Work request 1 :: Quote the passage of the article on Manitoba's nurse recruitment in the Philippines that opens with the words containing "Ken Borce, a" and closes with "meeting the candidates.".
Work request 2 :: In the article about Manitoba recruiting nurses in the Philippines, list every place name that appears, in order of first mention.
Work request 3 :: Continue the news story on Manitoba's search for nurses in the Philippines from the point where it stops.

Manitoba’s mission to find nurses in the Philippines to supplement the province’s health-care system is underway.
Ken Borce, a member of the provincial recruitment delegation meeting potential candidates in Manila, says he knows first-hand what the experience is like.
Borce, now chief of clinical operations for CancerCare Manitoba, originally came from the Philippines himself to work in the province as a nurse.
“In my experience, yes, there are a lot of sacrifices, the process is rigorous. But all this effort toward getting your nursing registration to practise in Manitoba, it’s all worthwhile,” Borce told Global News.
“It’s been a great journey for me.”
The delegation will move on from Manila later this week to visit two other cities in the Philippines, with the goal of attracting nurses who can start working in Manitoba health-care facilities by the summer. The response so far, Borce said, has been very positive.
“Today’s our day one of interviewing and meeting the candidates.
“The enthusiasm, the energy, the optimism — it’s actually humbling. … It’s a humbling experience.”
While Winnipeg is known for its large Filipino population, Borce said the community has expanded well beyond the provincial capital, giving Manitoba a unique advantage.
“It’s not just concentrated in Winnipeg. We have a lot of Filipino communities outside of the city,” he said.
“Other provinces, I’m not sure they can say the same thing, but here in Manitoba, we have a lot of very strong Filipino communities they can rely on.”
Monika Warren, chief nursing officer of Shared Health, said the delegation is working with a pair of recruitment firms to find the right candidates.
“We met with approximately 65 candidates (the first day) and had great conversations with them,” Warren said.

(Referring expression pointing data)
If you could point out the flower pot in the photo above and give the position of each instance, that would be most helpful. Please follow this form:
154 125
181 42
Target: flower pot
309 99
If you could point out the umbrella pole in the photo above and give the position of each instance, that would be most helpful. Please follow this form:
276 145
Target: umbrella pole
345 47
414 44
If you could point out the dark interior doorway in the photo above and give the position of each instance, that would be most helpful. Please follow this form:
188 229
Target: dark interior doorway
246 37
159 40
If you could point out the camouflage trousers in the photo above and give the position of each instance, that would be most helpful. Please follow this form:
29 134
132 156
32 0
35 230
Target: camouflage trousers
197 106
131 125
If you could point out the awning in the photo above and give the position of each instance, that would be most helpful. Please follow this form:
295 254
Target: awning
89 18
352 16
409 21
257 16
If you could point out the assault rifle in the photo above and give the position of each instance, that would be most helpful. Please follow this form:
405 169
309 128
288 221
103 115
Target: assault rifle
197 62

Exercise response 1 ::
Ken Borce, a member of the provincial recruitment delegation meeting potential candidates in Manila, says he knows first-hand what the experience is like.
Borce, now chief of clinical operations for CancerCare Manitoba, originally came from the Philippines himself to work in the province as a nurse.
“In my experience, yes, there are a lot of sacrifices, the process is rigorous. But all this effort toward getting your nursing registration to practise in Manitoba, it’s all worthwhile,” Borce told Global News.
“It’s been a great journey for me.”
The delegation will move on from Manila later this week to visit two other cities in the Philippines, with the goal of attracting nurses who can start working in Manitoba health-care facilities by the summer. The response so far, Borce said, has been very positive.
“Today’s our day one of interviewing and meeting the candidates.

Exercise response 2 :: Manitoba, the Philippines, Manila, Winnipeg

Exercise response 3 ::
“We saw a real high piqued interest to immigrate and move to Manitoba.”
Warren said the recruitment process is two-fold. Selected candidates will work with an immigration team helping them navigate that side of things, while a second focus will assist them from the employment angle, familiarizing them with equipment and procedures and preparing them for working in Manitoba.
The provincial government is covering costs including travel to the province, course fees and licensing fees.
“There’s lots of financial support, lots of support from the employers, and we know also from our vibrant Filipino community, that there will be lots of community supports with them as well also that they don’t feel alone throughout the process.”
The recruitment trip, aimed at shoring up Manitoba’s nursing numbers as the health-care sector continues to struggle with vacancies, will hopefully fill an urgent need, she said.
“We desperately need the help.
“We really see this as one of our strategies to bring that help to nurses and the (health care) teams, while we wait for those increased nursing seats to really realize those actual increased numbers of Manitoba-grown nurses here in Manitoba.”